YOUR INSTRUCTIONS:
Change "Objective" to "Goal" throughout the items below, leaving every other word as it is.
# Start of RECORDS FOR THE TASK
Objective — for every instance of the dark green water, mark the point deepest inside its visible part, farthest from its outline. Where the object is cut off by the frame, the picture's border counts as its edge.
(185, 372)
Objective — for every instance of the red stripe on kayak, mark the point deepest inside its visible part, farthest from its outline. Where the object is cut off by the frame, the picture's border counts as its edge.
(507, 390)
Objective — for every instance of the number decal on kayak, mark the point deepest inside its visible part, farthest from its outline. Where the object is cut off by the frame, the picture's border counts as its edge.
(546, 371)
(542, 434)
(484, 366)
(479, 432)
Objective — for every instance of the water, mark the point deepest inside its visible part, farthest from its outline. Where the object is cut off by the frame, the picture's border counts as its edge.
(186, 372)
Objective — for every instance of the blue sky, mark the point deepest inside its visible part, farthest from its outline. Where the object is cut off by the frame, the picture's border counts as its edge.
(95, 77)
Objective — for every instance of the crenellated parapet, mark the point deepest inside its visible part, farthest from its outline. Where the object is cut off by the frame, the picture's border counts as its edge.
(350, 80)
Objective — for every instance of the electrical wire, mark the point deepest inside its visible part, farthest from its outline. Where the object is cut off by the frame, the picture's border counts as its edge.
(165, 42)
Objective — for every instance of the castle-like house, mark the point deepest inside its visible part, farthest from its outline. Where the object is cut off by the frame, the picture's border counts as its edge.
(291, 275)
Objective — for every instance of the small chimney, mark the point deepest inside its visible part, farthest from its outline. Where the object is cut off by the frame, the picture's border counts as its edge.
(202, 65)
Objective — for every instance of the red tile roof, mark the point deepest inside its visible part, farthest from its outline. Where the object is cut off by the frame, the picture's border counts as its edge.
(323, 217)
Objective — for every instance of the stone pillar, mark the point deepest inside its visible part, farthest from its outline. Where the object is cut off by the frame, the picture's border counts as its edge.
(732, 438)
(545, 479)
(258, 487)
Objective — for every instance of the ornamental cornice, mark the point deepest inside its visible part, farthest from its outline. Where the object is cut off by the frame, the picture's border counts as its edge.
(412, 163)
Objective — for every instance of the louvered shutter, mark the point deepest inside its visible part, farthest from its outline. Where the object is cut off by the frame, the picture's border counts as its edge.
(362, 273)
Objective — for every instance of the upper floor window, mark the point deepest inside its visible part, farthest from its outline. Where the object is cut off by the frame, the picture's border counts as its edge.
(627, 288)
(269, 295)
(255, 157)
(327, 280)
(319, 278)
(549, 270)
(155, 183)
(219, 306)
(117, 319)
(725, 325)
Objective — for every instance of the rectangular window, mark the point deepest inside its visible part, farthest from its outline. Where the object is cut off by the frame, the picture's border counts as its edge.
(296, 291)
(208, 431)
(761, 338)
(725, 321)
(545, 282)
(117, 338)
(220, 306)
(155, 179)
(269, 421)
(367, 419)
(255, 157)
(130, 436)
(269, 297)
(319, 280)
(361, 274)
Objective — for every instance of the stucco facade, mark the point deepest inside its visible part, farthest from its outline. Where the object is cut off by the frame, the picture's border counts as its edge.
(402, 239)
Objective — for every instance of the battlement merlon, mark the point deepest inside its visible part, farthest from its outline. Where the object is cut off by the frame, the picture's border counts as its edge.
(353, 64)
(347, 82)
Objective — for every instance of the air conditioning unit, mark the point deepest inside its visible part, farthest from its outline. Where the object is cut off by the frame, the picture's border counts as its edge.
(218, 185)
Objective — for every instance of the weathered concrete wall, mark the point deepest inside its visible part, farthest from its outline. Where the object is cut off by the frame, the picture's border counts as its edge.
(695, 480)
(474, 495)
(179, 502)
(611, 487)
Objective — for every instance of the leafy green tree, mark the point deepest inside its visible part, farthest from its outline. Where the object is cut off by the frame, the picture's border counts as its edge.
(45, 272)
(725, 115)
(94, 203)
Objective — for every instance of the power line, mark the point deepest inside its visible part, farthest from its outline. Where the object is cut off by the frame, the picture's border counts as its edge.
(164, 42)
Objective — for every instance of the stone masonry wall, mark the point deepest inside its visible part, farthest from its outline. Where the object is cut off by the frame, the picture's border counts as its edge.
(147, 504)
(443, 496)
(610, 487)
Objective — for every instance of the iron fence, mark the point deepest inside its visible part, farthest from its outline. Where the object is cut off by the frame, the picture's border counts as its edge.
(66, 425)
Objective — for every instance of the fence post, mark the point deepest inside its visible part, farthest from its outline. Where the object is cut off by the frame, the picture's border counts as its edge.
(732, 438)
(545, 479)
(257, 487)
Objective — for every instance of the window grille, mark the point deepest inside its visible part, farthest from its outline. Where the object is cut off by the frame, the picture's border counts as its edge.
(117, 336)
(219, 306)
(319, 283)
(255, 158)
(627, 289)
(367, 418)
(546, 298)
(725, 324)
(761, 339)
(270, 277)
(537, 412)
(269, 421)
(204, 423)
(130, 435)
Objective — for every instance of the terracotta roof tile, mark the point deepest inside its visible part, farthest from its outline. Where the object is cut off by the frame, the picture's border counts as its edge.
# End of RECORDS FOR THE TASK
RESULT BELOW:
Goal — for every instance of the dark green water, mark the point deepest inside its visible part, farthest from its outline. Where the object is cut off by the frame, the picture's border counts as its edge.
(185, 372)
Goal — for every instance of the red stripe on kayak, mark the point deepest inside its visible part, farthest from its outline. Where the object is cut off by the frame, the picture's border counts as its edge.
(507, 390)
Goal — for every instance of the number decal on kayak, mark the point deepest inside its visible part, farthest from its outline. Where the object is cut off by the frame, the picture's border counts as its edge.
(546, 371)
(542, 434)
(484, 366)
(479, 432)
Goal — for every instance of the water, mark the point deepest inside its visible part, farthest from its outline. Where the object is cut off by the frame, the picture's border counts as its edge.
(186, 372)
Goal — for every instance of the blue sky, mark the point deepest inside its visible part, farthest from its outline. Where the object is cut off by the frame, the picture's border counts as its edge.
(95, 77)
Goal — for every instance of the crenellated parapet, mark the point deepest inside its visible part, farthest from its outline. Where the object is cut off by the frame, the picture's border counts as its edge.
(350, 80)
Goal — for every instance of the electrical wire, mark the point deepest inside its visible part, farthest from its outline. Where the object is cut off by the frame, the picture's border counts as its edge.
(165, 42)
Goal — for every instance of the castle-like house, mark the point deepest inside its visible part, farthest from its outline. Where the object is cut off by the frame, the picture's border counts as its edge.
(291, 275)
Goal — for every instance of the small chimney, mark the point deepest inside its visible part, farthest from its outline. Where the object is cut off by the frame, the picture's border counts as its edge.
(202, 65)
Goal — for every instance of the red tile roof, mark the point deepest inside its visible part, farthest from its outline. Where the object is cut off by the frame, the picture's border counts as its edge.
(323, 217)
Goal — for every instance of the stone pillar, mark the point deepest inside its visible part, farthest from its outline. Where the object is cut off by the frame, the picture's border counts as its edge.
(732, 438)
(545, 479)
(258, 487)
Goal — for every instance of the ornamental cornice, mark the point deepest inside its visible part, farthest from its outline. Where the object is cut off by the frame, the picture's border counts as its edge.
(412, 163)
Goal — for every instance of the louvered shutter, mark the point deepest inside its visible part, farthest from its outline. Where the object is cut off by the frame, the picture's border counts as its edge.
(362, 273)
Goal — for every instance of the upper floor window, mark the point deepest inside its visible part, farthest from its outline. Where the object is cut off by the frame, the picture's border counts as its edge.
(627, 288)
(269, 295)
(255, 157)
(327, 280)
(319, 278)
(549, 270)
(155, 183)
(219, 306)
(117, 319)
(725, 325)
Goal — for every instance of the rectangular window, mark the point deepest inside its visible part, farthest from its outline. Where the object is cut off by the frame, the picture's border counts as its edge.
(296, 291)
(208, 431)
(761, 338)
(725, 321)
(545, 282)
(117, 338)
(220, 306)
(155, 179)
(269, 421)
(367, 419)
(255, 157)
(130, 436)
(269, 297)
(319, 280)
(361, 274)
Goal — for every instance of the stucco facade, mark the point deepest inside its visible part, farthest from its outline. Where the object is cut off by the frame, the picture's border counts as its edge.
(402, 239)
Goal — for every instance of the battlement merlon, mark the point deepest inside its visible part, farthest from its outline. Where the object is cut off by the frame, the picture's border counts as its edge.
(353, 64)
(347, 82)
Goal — for every instance of the air conditioning unit, mark the point deepest inside its visible part, farthest from its outline. Where the object is cut off by the frame, the picture's border counts as its edge.
(218, 185)
Goal — for every instance of the weathered concrete wall, mark the point deepest inside its visible part, farthest from its outline. Where the object is cut off by the frame, the picture's border counts as its edge.
(695, 480)
(474, 495)
(179, 502)
(611, 487)
Goal — for every instance of the leafy green tree, mark the point deepest inside its visible part, farthest from its outline. Where the object is cut off by the frame, the picture's border counts as its edge.
(45, 272)
(725, 115)
(94, 203)
Goal — for every instance of the power line, mark the point deepest inside its visible part, farthest from its outline. Where the object is cut off by the frame, the picture's border counts as its edge.
(164, 42)
Goal — for every instance of the stone masonry wall, mark the point deepest inside its visible part, farthest from its outline. Where the object is cut off by the frame, the picture's border counts as its edge.
(147, 504)
(443, 496)
(610, 487)
Goal — for every instance of the iron fence, mark the point deepest inside its visible part, farthest from its outline. Where the object is cut off by the frame, the picture's border counts as its edge.
(66, 425)
Goal — for every instance of the fence post, mark the point deepest inside its visible part, farthest from its outline. Where the object is cut off by the frame, the picture's border counts as its edge.
(732, 438)
(545, 479)
(257, 487)
Goal — for every instance of the window grille, mark the point deepest inside its visible part, farthest from its outline. Where the object is cut off by the frame, the picture's border counts as its edge.
(117, 336)
(219, 306)
(319, 283)
(255, 158)
(627, 289)
(367, 418)
(546, 298)
(725, 324)
(761, 339)
(270, 277)
(537, 412)
(269, 421)
(204, 423)
(130, 435)
Goal — for every instance of the terracotta roof tile, mark the point deepest inside its visible part, farthest from its outline. Where the object is cut off by the frame, the picture's border counts as its edge.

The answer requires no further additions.